SELECTED EXCERPT →
Our free cash flow guidance is also after making $18 million of discretionary investments in a number of our projects that will produce strong cash returns beginning this year. We consider these investments to be a highly attractive use of our cash flow. Going forward we expect to analyze and compare the returns from all possible uses of our free cash flow and make decisions about investments, additional debt reduction, and dividends within that framework.

At this time let me turn it over to Ned.

Edward C. Hall, III

2013 was another year of strong operational performance. As you can see from Slide Seven, our availability factor of 95% was roughly level with the prior year. Our operational excellence across the portfolio offset the impact of the late start up at Peidmont. With the exception of Peidmont, all of our businesses met the requirements under their PPAs and earned their expected capacity payments in both the fourth quarter and for the full year and we have achieved these results while sustaining our commitment to an environmentally responsible and injury free workplace.

Generation volumes increased 43% for the year. The increases were driven primarily by the additional of our new businesses specifically, Canadian Hills and Meadow Creek in December 2012 and Piedmont which came online in April of 2013. For the year the operating performance of our wind businesses was favorable to budget primarily due to higher availability in wind flow in Canadian Hills and Goshen offset by lower wind at Meadow Creek.

Water levels for all of our hydro businesses were below normal in 2013 and we completed a major outage at Mamquam. The thermal businesses generally performed better than expected contributing the bulk of the company’s positive variance on both cash and EBITDA in 2013. At our Ontario businesses, waste heat levels were higher than expected and gas transportation costs lower than expected. In addition Manchief and Frederickson operated at higher capacity factors than expected.

As discussed on previous calls, our Piedmont business underperformed due to delays in achieving commercial operation. We continue to take steps to improve the operating performance. The delays in startup at the beginning of the year affected our ability to purchase fuel. We have had to source fuel from a wider range of suppliers than originally envisioned and at higher costs but are continuing our efforts to develop reliable sources of lower cost fuel. We’re also working on improving the efficiency of the plant focusing on optimizing the [boiler]. We reached agreement to assume responsibility for operation and maintenance of the plant which we expect should have a positive impact on the operating results.

Turning to Slide Eight, next I’d like to provide an update on our optimization initiatives. These are projects that we’ve identified to increase the cash flows from our existing assets and enhance the value of these businesses. On the third quarter call I indicated that we planned to invest approximately $20 million during 2013 and ’14 that would result in incremental EBITDA in 2015 of at least $6 million. The most significant of these investments is the Nipigon steam generator upgrade which is a total cost of approximately $11 million of which about $8 million is expected to be incurred this year. The project is on track with regard to budget and timing with a fall outage scheduled to complete the work.

Last year we completed repowering the Curtis Palmer unit four turbine and this year we are in the process of a similar repowering of the unit five turbine which again, is on track to be completed in the second quarter. Total cost for both units is approximately $5.6 million of which $1.6 million is expected to be spent this year. At our North Island business in California we accelerated into 2014 a major outage to increase the output of the plant in order to take advantage of an increase to the interconnection capacity recently approved by the California ISO. Once completed we can sell the additional output into the short run avoided cost market in California.

Point-labeling rows:
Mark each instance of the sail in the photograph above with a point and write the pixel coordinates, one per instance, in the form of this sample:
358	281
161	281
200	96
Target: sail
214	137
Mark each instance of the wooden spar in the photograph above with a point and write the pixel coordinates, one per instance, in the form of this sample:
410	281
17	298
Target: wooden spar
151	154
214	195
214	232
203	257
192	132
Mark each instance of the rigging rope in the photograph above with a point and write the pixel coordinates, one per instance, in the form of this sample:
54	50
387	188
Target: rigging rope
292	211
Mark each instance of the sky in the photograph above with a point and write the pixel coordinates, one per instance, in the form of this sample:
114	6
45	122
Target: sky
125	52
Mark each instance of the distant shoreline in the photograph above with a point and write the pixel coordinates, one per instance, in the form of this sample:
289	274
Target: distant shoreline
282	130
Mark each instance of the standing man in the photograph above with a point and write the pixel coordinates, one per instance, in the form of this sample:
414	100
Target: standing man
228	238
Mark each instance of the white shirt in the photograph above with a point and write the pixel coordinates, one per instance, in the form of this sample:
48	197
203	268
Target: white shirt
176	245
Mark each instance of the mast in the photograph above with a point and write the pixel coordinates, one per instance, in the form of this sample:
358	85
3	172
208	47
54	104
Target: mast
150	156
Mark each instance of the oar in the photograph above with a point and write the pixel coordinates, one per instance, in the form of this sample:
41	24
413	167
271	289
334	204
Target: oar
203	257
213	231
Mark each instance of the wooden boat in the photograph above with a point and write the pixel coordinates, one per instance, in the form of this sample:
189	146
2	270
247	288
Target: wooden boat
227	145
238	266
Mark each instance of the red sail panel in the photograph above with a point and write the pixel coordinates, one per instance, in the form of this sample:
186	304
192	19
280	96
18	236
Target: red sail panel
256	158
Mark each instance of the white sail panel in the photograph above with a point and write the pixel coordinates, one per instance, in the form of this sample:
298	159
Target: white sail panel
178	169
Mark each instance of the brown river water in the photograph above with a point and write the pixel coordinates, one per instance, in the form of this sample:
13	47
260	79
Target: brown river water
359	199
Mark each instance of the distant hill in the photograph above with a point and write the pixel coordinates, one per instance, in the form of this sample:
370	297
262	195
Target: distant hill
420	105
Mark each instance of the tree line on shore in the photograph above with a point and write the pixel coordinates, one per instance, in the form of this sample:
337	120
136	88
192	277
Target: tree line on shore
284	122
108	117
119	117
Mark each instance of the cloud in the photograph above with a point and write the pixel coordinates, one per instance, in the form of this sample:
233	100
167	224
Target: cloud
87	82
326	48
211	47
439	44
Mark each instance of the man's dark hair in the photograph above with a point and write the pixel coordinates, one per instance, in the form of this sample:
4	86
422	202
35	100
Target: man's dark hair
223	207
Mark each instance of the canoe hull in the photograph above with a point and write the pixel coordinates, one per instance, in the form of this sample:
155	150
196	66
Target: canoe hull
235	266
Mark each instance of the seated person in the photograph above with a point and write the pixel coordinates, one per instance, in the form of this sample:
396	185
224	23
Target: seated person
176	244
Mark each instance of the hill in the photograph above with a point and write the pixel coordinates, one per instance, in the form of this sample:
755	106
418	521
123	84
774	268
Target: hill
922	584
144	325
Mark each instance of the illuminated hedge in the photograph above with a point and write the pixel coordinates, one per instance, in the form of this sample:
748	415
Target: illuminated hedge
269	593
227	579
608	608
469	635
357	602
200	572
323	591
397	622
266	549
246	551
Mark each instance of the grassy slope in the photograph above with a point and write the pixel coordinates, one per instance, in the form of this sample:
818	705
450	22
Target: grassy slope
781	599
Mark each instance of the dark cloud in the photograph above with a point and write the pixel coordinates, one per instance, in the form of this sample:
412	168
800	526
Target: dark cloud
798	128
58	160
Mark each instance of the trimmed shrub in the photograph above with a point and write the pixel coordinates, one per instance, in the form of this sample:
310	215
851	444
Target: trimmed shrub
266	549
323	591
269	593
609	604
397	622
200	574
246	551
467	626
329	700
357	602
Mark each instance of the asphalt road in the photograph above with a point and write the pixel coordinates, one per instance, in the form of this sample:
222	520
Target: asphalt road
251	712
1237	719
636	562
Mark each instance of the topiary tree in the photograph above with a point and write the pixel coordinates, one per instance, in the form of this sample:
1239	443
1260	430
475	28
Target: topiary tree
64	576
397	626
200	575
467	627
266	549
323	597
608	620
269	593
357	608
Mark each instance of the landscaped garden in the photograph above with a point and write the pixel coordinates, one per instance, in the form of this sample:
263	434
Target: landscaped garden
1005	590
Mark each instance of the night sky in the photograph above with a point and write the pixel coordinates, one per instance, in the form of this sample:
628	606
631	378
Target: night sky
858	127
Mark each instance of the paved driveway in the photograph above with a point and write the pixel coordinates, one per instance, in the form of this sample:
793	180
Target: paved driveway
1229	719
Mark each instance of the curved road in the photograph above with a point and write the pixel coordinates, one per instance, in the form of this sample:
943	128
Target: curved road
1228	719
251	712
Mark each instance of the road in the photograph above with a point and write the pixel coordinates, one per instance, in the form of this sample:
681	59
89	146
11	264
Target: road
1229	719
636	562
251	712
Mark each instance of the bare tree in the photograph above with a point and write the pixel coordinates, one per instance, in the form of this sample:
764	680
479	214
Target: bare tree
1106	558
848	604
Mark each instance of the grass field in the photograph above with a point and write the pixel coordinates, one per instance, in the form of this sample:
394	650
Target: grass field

PROBLEM STATEMENT → From the earnings call excerpt, extract the passage between "As discussed on" and "the operating results.", inclusive. These rows were taken from a separate source unrelated to the earnings call excerpt.

EXERCISE RESULT →
As discussed on previous calls, our Piedmont business underperformed due to delays in achieving commercial operation. We continue to take steps to improve the operating performance. The delays in startup at the beginning of the year affected our ability to purchase fuel. We have had to source fuel from a wider range of suppliers than originally envisioned and at higher costs but are continuing our efforts to develop reliable sources of lower cost fuel. We’re also working on improving the efficiency of the plant focusing on optimizing the [boiler]. We reached agreement to assume responsibility for operation and maintenance of the plant which we expect should have a positive impact on the operating results.